■ FRAGMENT DOKUMENTU:
Nasza Loteria SR - pasek na kartach artykułów

Ponad 20 mostów na Nysie Łużyckiej i Odrze czeka na odbudowę

Dariusz Chajewski68 324 88 [email protected]
infografika: Sylwia Friedel
Dlaczego mamy tak mało mostów na Odrze i Nysie? Bo przez lata o granicznych przeprawach myśleliśmy jak o symbolu, problemie politycznym, a nie jak o technicznej przeprawie przez rzekę.
Ponad 20 mostów na Nysie Łużyckiej i Odrze czeka na odbudowę
infografika: Sylwia Friedel

(fot. infografika: Sylwia Friedel)

Gdy Polska wchodziła do strefy Schengen, na środku zniszczonego mostu na Nysie, mieszkańcy Markosic i Gross Gastrose uroczyście zrywali zasieki, które ich dotychczas dzieliły. Pozostał drobiazg - zniszczony most, który wysadzili w 1946 roku Rosjanie. Tak nie do końca, gdyż zrujnowane zostało tylko ostatnie przęsło, już po niemieckiej stronie. Przejść się nie dało, gdyż z poszarpanego brzegu ziała przepaść. Pomysł jego "odbudowy" powstał przy piwie, które konsumowali strażacy ochotnicy z obu wsi. Skrzyknęli się, zorganizowali nieco materiałów i powstały... schody. Z jednej brzegu do Polski, z drugiej do Niemiec.

- Teraz wystarczy wziąć rower pod pachę i już - mówi sołtys Markosic Daniel Zołoteńko. - I ten nasz most używany jest na co dzień, a nie tylko od święta. Zresztą nie tylko przez mieszkańców okolicy. Turystyka rowerowa jest u naszych sąsiadów popularna, wzdłuż Nysy prowadzi szlak i często do nas zajeżdżają.
I we wsi tylko cichaczem cieszą się, że dobudowany fragment przeprawy leży po niemieckiej stronie granicy. U nas zaraz byłaby samowolka, nadzór budowlany, skandal międzynarodowy... Oczywiście Zołoteńko, jak i pozostali markosiczanie, cieszyłby się z mostu, ba z porządnej kładki, ale nie wierzy, aby powstała. Wystarczy spojrzeć na leżący po drugiej stronie Gubina Żytowań. Niedawno i to w atmosferze wydarzenia wielkiej rangi wbito łopatę w budowę przeprawy łączącej tę wieś z niemieckim Coschen. Most w ciągu drogi powiatowej nr 1154F powstanie w miejscu istniejącego w okresie przedwojennym drewnianego. To kwestia 4,6 mln euro. 85 proc. kosztów inwestycji dofinansuje UE w ramach Programu Operacyjnego Współpracy Transgranicznej Polska-Brandenburgia 2007-2013. Dorzucą się obaj partnerzy projektu - niemiecki powiat Oder-Spree i powiat krośnieński. Jednak o budowie tego mostu, z uwagą "lada miesiąc" mówiono od lat kilkunastu.

■ ZADANIE DO WYKONANIA: Wypisz dosłownie fragment artykułu o mostach na Nysie i Odrze, zaczynając od słów „Dariusz Chajewski68 324”, a kończąc po słowach „przeprawie przez rzekę.”.

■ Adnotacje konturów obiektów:
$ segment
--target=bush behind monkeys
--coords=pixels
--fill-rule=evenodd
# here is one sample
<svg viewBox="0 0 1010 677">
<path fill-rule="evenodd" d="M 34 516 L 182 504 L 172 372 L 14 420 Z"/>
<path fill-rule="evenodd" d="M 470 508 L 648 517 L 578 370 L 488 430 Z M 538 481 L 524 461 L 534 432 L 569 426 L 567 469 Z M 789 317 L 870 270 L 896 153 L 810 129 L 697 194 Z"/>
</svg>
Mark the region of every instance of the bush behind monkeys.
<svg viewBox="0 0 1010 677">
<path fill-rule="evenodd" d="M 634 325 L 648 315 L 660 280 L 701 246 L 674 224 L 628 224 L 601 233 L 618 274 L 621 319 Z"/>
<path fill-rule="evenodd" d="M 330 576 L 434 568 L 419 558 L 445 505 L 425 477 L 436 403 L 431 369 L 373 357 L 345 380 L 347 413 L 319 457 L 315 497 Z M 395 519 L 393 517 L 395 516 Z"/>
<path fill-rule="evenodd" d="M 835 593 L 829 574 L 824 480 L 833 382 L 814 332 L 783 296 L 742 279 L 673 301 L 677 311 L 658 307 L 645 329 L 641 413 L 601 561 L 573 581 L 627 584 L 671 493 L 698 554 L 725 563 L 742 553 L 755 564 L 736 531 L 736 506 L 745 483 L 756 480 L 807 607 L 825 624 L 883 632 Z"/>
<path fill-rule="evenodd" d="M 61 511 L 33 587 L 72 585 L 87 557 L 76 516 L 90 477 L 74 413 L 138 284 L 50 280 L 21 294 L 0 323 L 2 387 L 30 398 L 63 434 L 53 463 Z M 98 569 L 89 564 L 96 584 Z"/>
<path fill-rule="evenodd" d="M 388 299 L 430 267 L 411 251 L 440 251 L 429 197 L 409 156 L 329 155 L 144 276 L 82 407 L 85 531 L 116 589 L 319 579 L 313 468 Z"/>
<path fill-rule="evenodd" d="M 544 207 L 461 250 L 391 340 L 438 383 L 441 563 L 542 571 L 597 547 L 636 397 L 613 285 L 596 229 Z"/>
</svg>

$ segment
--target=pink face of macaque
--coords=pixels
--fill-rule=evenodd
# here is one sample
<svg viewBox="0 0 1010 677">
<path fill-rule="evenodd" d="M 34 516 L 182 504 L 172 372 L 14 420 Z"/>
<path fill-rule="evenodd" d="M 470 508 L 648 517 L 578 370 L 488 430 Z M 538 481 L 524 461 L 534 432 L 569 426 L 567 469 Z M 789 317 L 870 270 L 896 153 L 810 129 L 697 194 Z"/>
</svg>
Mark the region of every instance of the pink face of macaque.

■ ODPOWIEDŹ DO ZADANIA:
Dariusz Chajewski68 324 88 [email protected]
infografika: Sylwia Friedel
Dlaczego mamy tak mało mostów na Odrze i Nysie? Bo przez lata o granicznych przeprawach myśleliśmy jak o symbolu, problemie politycznym, a nie jak o technicznej przeprawie przez rzekę.